WHAT TO PRODUCE: The entries are to be repeated in full, without any change.

Records from a dataset
....
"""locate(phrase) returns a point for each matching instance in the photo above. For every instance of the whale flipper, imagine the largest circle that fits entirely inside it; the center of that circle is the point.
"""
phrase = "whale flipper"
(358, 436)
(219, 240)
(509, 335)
....
WRITTEN SOLUTION:
"""locate(phrase) returns a point for each matching instance in the photo above. For every instance of the whale flipper, imagine the largest circle that fits entirely inside it; the center of that circle is the point.
"""
phrase = "whale flipper"
(358, 436)
(219, 240)
(509, 335)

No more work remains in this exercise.